----- PAGE -----

All references to the Agreement shall be deemed to mean the
Agreement as modified hereby. This Amendment shall not constitute a
novation or satisfaction and accord of the Agreement or any other
Note Purchase Documents, but rather shall constitute an amendment
thereof. The parties hereto agree to be bound by the terms and
conditions of the Agreement and Note Purchase Documents as amended
by this Amendment, as though such terms and conditions were set
forth herein. Each reference in the Agreement to “this
Agreement,” “hereunder,” “hereof,”
“herein” or words of similar import shall mean and be a
reference to the Agreement as amended by this Amendment, and each
reference herein or in any other Note Purchase Documents to
“the Agreement” shall mean and be a reference to the
Agreement as amended and modified by this Amendment.

-----

◆ **WORK INSTRUCTIONS**
a – Set down the amendment text word for word, beginning at the words "All references to" and stopping after the words "by this Amendment.".
b – Reproduce the records from the line that has "Label every hazy" through the end of the records, putting "rider wearing goggles" in place of "rider wearing helmet" and changing nothing else.

----- SOURCE MATERIAL -----

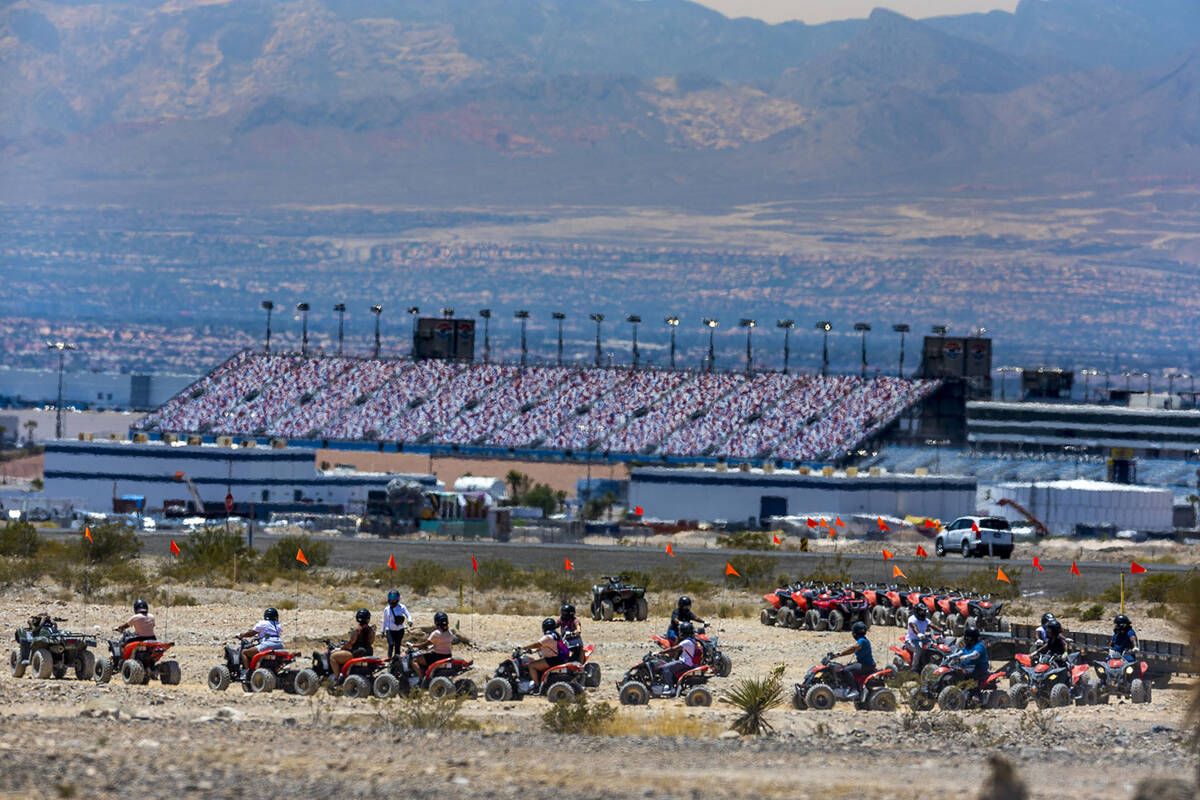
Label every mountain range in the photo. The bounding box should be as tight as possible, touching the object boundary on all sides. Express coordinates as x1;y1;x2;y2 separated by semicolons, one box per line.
0;0;1200;206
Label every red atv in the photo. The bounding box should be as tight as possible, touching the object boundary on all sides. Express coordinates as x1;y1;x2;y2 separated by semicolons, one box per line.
384;648;479;699
792;652;896;711
94;639;182;686
209;639;300;694
295;639;396;699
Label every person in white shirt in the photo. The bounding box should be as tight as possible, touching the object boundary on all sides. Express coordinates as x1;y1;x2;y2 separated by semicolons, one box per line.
383;589;413;658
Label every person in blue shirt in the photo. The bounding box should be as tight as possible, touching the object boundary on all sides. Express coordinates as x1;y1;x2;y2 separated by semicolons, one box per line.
1109;614;1140;661
833;620;875;676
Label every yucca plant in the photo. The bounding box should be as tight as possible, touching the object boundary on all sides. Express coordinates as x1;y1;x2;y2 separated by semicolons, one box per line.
721;664;785;736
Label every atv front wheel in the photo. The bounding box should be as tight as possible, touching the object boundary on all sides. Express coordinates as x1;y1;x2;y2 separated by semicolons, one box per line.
484;678;512;703
209;664;233;692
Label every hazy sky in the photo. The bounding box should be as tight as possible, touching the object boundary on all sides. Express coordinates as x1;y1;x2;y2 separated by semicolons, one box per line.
696;0;1016;24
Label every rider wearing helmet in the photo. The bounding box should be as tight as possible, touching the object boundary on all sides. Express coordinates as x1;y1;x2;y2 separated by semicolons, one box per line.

-----

◆ **TASK RESULTS**
a –
All references to the Agreement shall be deemed to mean the
Agreement as modified hereby. This Amendment shall not constitute a
novation or satisfaction and accord of the Agreement or any other
Note Purchase Documents, but rather shall constitute an amendment
thereof. The parties hereto agree to be bound by the terms and
conditions of the Agreement and Note Purchase Documents as amended
by this Amendment, as though such terms and conditions were set
forth herein. Each reference in the Agreement to “this
Agreement,” “hereunder,” “hereof,”
“herein” or words of similar import shall mean and be a
reference to the Agreement as amended by this Amendment, and each
reference herein or in any other Note Purchase Documents to
“the Agreement” shall mean and be a reference to the
Agreement as amended and modified by this Amendment.

b –
Label every hazy sky in the photo. The bounding box should be as tight as possible, touching the object boundary on all sides. Express coordinates as x1;y1;x2;y2 separated by semicolons, one box per line.
696;0;1016;24
Label every rider wearing goggles in the photo. The bounding box should be as tight as possible, touching the object boundary on all sides. Express coordinates as x1;y1;x2;y2 separated by semicolons, one box per line.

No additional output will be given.